Reproduce the entries exactly.

* Provided records *
- - -
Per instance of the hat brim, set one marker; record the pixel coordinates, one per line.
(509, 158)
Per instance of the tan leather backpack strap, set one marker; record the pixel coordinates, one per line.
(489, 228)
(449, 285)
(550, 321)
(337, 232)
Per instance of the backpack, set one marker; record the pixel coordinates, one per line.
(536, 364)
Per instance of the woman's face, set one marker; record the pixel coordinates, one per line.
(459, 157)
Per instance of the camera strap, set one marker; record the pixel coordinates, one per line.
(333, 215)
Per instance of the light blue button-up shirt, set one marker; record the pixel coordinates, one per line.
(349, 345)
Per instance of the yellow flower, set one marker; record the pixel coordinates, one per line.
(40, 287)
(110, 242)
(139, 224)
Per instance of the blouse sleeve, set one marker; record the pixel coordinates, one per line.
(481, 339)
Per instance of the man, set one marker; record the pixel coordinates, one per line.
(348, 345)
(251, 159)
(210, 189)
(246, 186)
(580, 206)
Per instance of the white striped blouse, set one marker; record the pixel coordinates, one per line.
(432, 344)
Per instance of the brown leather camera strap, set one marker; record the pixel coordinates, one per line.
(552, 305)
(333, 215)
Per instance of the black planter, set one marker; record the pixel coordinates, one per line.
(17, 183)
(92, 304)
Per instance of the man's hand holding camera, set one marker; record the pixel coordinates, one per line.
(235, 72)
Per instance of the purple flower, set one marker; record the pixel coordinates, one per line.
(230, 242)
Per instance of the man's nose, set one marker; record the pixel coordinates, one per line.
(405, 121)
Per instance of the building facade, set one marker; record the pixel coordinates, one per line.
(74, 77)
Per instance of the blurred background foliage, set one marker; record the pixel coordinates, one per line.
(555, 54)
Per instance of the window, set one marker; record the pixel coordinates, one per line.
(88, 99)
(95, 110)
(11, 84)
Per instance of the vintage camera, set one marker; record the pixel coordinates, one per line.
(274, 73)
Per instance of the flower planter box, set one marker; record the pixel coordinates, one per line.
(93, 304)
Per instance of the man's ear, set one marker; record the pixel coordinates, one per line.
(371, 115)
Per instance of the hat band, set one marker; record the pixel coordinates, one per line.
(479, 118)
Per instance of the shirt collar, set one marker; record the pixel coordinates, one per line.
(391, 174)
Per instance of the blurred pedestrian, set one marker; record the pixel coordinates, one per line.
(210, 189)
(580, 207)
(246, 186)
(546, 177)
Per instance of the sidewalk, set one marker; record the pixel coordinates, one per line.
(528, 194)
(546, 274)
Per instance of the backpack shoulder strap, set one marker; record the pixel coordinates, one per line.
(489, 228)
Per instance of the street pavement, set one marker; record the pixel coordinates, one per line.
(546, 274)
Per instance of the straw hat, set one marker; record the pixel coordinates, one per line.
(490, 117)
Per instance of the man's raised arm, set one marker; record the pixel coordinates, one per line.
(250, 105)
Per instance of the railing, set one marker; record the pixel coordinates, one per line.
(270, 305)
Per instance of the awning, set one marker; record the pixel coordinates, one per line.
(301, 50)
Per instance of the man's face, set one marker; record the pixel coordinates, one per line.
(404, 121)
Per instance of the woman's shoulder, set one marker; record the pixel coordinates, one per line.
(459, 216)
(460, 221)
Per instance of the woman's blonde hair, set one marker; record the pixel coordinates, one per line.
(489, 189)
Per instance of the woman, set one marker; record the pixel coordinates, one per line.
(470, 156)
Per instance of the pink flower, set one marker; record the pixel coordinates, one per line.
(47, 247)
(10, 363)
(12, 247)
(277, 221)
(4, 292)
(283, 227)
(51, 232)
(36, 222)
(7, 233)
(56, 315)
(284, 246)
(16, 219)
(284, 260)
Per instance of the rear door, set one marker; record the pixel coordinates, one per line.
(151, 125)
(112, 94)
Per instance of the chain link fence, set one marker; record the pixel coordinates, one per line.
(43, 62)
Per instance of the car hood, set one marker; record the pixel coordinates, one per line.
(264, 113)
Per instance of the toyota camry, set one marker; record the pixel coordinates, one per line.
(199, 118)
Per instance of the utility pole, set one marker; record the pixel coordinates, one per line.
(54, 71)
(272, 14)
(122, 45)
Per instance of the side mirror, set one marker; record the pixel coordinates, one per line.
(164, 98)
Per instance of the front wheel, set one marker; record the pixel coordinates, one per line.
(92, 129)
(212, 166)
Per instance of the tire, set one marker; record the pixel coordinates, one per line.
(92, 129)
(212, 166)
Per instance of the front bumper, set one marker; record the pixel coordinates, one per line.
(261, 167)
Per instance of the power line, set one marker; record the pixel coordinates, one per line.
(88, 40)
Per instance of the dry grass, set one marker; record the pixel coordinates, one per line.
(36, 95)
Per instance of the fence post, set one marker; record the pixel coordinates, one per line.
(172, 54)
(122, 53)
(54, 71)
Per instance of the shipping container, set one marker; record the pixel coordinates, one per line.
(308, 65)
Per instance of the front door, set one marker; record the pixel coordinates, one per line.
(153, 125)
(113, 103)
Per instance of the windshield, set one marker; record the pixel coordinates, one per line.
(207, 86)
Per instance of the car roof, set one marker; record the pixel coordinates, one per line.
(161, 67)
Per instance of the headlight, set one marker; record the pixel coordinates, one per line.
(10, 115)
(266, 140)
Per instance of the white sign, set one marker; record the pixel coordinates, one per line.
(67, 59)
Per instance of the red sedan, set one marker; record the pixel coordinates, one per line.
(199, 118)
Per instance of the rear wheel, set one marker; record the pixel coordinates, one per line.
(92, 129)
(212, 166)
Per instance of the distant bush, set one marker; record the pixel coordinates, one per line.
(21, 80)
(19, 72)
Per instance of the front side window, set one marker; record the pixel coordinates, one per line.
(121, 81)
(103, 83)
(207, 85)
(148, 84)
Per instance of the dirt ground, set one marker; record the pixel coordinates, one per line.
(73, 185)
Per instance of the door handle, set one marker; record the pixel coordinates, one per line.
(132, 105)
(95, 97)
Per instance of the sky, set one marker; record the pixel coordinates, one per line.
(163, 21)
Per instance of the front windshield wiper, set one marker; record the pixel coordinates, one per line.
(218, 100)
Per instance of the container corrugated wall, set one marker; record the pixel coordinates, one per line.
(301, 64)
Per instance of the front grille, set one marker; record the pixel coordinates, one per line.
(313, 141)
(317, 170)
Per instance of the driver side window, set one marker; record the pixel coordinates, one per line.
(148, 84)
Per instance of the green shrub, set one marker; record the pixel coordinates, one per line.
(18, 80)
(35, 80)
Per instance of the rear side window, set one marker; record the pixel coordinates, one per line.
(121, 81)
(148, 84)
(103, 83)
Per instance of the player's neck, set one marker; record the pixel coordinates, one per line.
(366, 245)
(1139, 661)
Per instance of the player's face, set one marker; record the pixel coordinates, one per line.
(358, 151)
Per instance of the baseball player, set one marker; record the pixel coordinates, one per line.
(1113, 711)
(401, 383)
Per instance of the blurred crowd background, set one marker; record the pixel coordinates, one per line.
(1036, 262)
- - -
* Solution to this problem *
Per instance of the hat brim, set one marker; record the pixel coordinates, one per line.
(509, 158)
Per instance of the tan leather backpack strap, set one marker; record the pixel coordinates, one per line.
(489, 228)
(449, 285)
(550, 321)
(337, 232)
Per instance of the backpack, set one marker; record the pixel coordinates, one per line.
(536, 364)
Per instance of the woman's face, set one marker; record the pixel coordinates, one per line.
(459, 157)
Per instance of the camera strap, set one marker; record the pixel coordinates, one per line.
(333, 215)
Per instance of the light blue button-up shirt, set one marker; record the pixel coordinates, one per line.
(349, 345)
Per instance of the yellow flower, set one marker; record the pixel coordinates, one per line.
(40, 287)
(110, 242)
(139, 224)
Per instance of the blouse sleeve, set one marker; record the pixel coordinates, one per line.
(481, 339)
Per instance of the man, set one marker; record the pixel coordinates, one per line.
(348, 345)
(251, 159)
(210, 189)
(246, 186)
(580, 206)
Per instance of the white striped blouse, set one marker; record the pixel coordinates, one per line.
(432, 344)
Per instance of the brown leather camera strap, set one marker; record the pixel coordinates, one per line.
(552, 305)
(333, 215)
Per instance of the black planter, set one marker; record the pixel coordinates, one per line.
(17, 183)
(92, 304)
Per instance of the man's hand holding camera, set one marker; record the pixel coordinates, one per line.
(235, 72)
Per instance of the purple flower, set one marker; record the pixel coordinates, one per line.
(230, 242)
Per instance of the man's nose, set one marker; record the pixel coordinates, one per line.
(405, 121)
Per instance of the building facade, set one marker; record the pixel coordinates, one per line.
(74, 77)
Per instance of the blurred background foliage, set one marker; record the pixel coordinates, one per line.
(555, 54)
Per instance of the window, set one marker; record the pixel coordinates, one per line.
(88, 99)
(95, 110)
(11, 84)
Per instance of the vintage camera, set one marker; record the pixel coordinates, one per line.
(274, 73)
Per instance of the flower planter box, set one marker; record the pixel coordinates, one per line.
(93, 304)
Per instance of the man's ear, set one marker; record the pixel coordinates, one per line.
(371, 115)
Per instance of the hat band, set one marker; record the pixel coordinates, one per line.
(479, 118)
Per instance of the shirt collar, set one marker; record the pixel coordinates, one per line.
(391, 174)
Per instance of the blurred pedestrian, set one marker; record the pixel coordinates, one per line.
(210, 189)
(580, 207)
(246, 186)
(546, 177)
Per instance of the sidewalk, set one marker; record the pixel coordinates, one per line.
(528, 194)
(546, 274)
Per instance of the backpack shoulder strap, set one marker; record the pixel coordinates, one per line.
(489, 228)
Per instance of the street pavement, set one marker; record the pixel coordinates, one per line.
(546, 274)
Per instance of the straw hat, set one marker; record the pixel coordinates, one per line.
(490, 117)
Per instance of the man's raised arm, set one marker; record the pixel coordinates, one per line.
(250, 105)
Per instance of the railing, set one marker; record the pixel coordinates, one per line.
(270, 305)
Per instance of the awning, set one marker; record the pixel coordinates, one per line.
(301, 50)
Per instance of the man's face, set one marker; record the pixel coordinates, one per line.
(404, 121)
Per instance of the woman's shoulder, set one marker; record the pixel coordinates, one per line.
(459, 216)
(460, 221)
Per instance of the woman's blonde hair, set one marker; record the pixel coordinates, one per line.
(489, 189)
Per instance of the woman, set one marker; record the pixel coordinates, one per line.
(470, 156)
Per instance of the pink flower, set one marker; record the pixel coordinates, one per line.
(47, 247)
(10, 363)
(12, 247)
(277, 221)
(4, 292)
(283, 227)
(51, 232)
(36, 222)
(7, 233)
(56, 315)
(284, 246)
(16, 219)
(284, 260)
Per instance of the rear door, set one marker; record the pixel coordinates, one per line.
(151, 125)
(112, 94)
Per instance of the chain link fence, set one marker; record the pixel coordinates, one per line.
(43, 62)
Per instance of the car hood, set one marker; record the pixel coordinates, one per line.
(264, 113)
Per instance of the toyota camry, set one marker; record the pixel coordinates, one per line.
(199, 118)
Per instance of the utility pole, set one marker; record the pixel coordinates, one per line.
(54, 71)
(272, 14)
(122, 45)
Per instance of the side mirror, set one marker; record the pixel coordinates, one per line.
(164, 98)
Per instance of the front wheel, set one marker; record the pixel coordinates, one per line.
(92, 129)
(212, 166)
Per instance of the tire, set one marker; record the pixel coordinates, one per line.
(92, 129)
(212, 166)
Per instance of the front bumper, set one marker; record the pixel coordinates, one per line.
(261, 167)
Per instance of the power line, set one marker; record the pixel coordinates, one per line.
(88, 40)
Per instance of the dry grass, set one marker; record the pixel coordinates, one per line.
(36, 95)
Per instance of the fence post, set one marker; record the pixel coordinates, one per line.
(172, 54)
(122, 53)
(54, 71)
Per instance of the shipping container, set one marker; record the pixel coordinates, one per line.
(308, 65)
Per instance of the front door, set one marker; record the pixel coordinates, one per line.
(153, 125)
(113, 103)
Per instance of the windshield, set one marker; record the pixel coordinates, one per line.
(207, 86)
Per instance of the car roof, set one marker; record the pixel coordinates, one per line.
(161, 67)
Per instance of the headlight, set one marker; record the pixel coordinates, one per line.
(10, 115)
(266, 140)
Per instance of the white sign, set one marker; record the pixel coordinates, one per line.
(67, 59)
Per instance of the red sedan, set one marker; record the pixel coordinates, one per line.
(199, 118)
Per instance of the rear wheel, set one marker; record the pixel coordinates, one per line.
(92, 129)
(212, 166)
Per instance of the distant bush, set one marker; record the pixel coordinates, one per line.
(21, 80)
(19, 72)
Per instance of the front side window, set one marker; record the pixel coordinates, one per line.
(121, 81)
(103, 83)
(207, 85)
(148, 84)
Per instance of the dirt ground, set one marker; record the pixel coordinates, one per line.
(73, 185)
Per instance of the door handle, set one marker; record the pixel coordinates, one per line.
(132, 105)
(95, 97)
Per instance of the sky, set one marker; record the pixel coordinates, one per line.
(163, 21)
Per instance of the front windshield wiper, set one marker; record the pixel coordinates, one per line.
(218, 100)
Per instance of the container corrugated wall, set one marker; record the pixel coordinates, one per line.
(301, 64)
Per instance of the front grille, set one marker; record the pixel coordinates, one per line.
(313, 141)
(317, 170)
Per instance of the driver side window, set one marker; record the pixel coordinates, one per line.
(148, 84)
Per instance of the green shrub, set one marker; record the pixel coordinates, one per line.
(18, 80)
(35, 80)
Per instance of the rear side window, set one marker; record the pixel coordinates, one per line.
(121, 81)
(148, 84)
(103, 83)
Per instance of the player's neck, set one marker; record the pixel coordinates, one per line.
(366, 245)
(1139, 661)
Per instance of the player's face, set one marker; record the pixel coordinates, one per line.
(358, 151)
Per instance of the baseball player, set one marker; record the pixel coordinates, one per line.
(1113, 711)
(401, 383)
Per instance of the blurred crowd background, set one marker; record the pixel coordinates, one per line.
(1036, 262)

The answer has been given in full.